#### REQUIREMENTS
The records below are to be repeated in full, exactly as they are.

#### DATA TO USE
============================================================

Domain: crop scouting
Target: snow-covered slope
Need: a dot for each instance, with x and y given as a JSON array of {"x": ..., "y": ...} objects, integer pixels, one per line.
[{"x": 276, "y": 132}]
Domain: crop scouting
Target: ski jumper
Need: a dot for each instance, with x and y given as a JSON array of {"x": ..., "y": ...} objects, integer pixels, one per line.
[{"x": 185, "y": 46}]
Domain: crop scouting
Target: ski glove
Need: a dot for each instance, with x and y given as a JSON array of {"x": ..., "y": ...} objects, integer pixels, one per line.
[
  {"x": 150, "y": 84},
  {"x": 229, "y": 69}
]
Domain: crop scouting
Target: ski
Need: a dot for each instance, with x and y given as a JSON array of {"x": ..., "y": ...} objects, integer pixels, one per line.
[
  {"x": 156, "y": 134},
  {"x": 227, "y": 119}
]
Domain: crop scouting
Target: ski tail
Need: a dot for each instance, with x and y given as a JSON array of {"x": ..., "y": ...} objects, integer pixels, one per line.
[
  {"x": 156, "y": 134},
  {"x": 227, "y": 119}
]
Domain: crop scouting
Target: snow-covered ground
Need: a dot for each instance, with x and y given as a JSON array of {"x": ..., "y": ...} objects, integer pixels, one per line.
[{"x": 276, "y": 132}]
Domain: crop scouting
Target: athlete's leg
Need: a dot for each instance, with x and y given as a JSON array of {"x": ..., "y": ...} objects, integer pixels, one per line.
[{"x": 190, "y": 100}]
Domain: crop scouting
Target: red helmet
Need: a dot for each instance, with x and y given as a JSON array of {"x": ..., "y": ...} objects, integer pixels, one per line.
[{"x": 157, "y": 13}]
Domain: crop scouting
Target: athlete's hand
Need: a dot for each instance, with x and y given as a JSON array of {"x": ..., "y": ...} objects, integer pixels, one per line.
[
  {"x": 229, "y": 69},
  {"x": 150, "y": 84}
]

============================================================

#### EXERCISE RESPONSE
Domain: crop scouting
Target: snow-covered slope
Need: a dot for each instance, with x and y given as a JSON array of {"x": ..., "y": ...} objects, integer pixels, one per line.
[{"x": 276, "y": 132}]
Domain: crop scouting
Target: ski jumper
Need: a dot for each instance, with x and y given as a JSON array of {"x": ..., "y": ...} objects, integer pixels, one per line.
[{"x": 185, "y": 46}]
Domain: crop scouting
Target: ski glove
Need: a dot for each instance, with x and y given as a JSON array of {"x": ..., "y": ...} objects, integer pixels, one per line.
[
  {"x": 150, "y": 84},
  {"x": 229, "y": 69}
]
Domain: crop scouting
Target: ski
Need: a dot for each instance, with x and y given as a JSON array of {"x": ..., "y": ...} objects, integer pixels, one per line.
[
  {"x": 156, "y": 134},
  {"x": 227, "y": 119}
]
Domain: crop scouting
Target: ski tail
Need: a dot for each instance, with x and y given as a JSON array of {"x": ..., "y": ...} objects, integer pixels, one per line.
[
  {"x": 156, "y": 134},
  {"x": 227, "y": 119}
]
Domain: crop scouting
Target: snow-covered ground
Need: a dot for each instance, with x and y given as a JSON array of {"x": ..., "y": ...} objects, integer pixels, one per line.
[{"x": 276, "y": 132}]
Domain: crop scouting
Target: athlete's leg
Need: a dot for each instance, with x and y given as a JSON array of {"x": ..., "y": ...} objects, integer pixels, one per line.
[{"x": 190, "y": 100}]
Domain: crop scouting
Target: red helmet
Need: a dot for each instance, with x and y given as a JSON array of {"x": ..., "y": ...} objects, integer pixels, one per line.
[{"x": 157, "y": 13}]
Domain: crop scouting
Target: athlete's hand
Need: a dot for each instance, with x and y given as a JSON array of {"x": ..., "y": ...} objects, integer pixels, one per line.
[
  {"x": 229, "y": 69},
  {"x": 150, "y": 84}
]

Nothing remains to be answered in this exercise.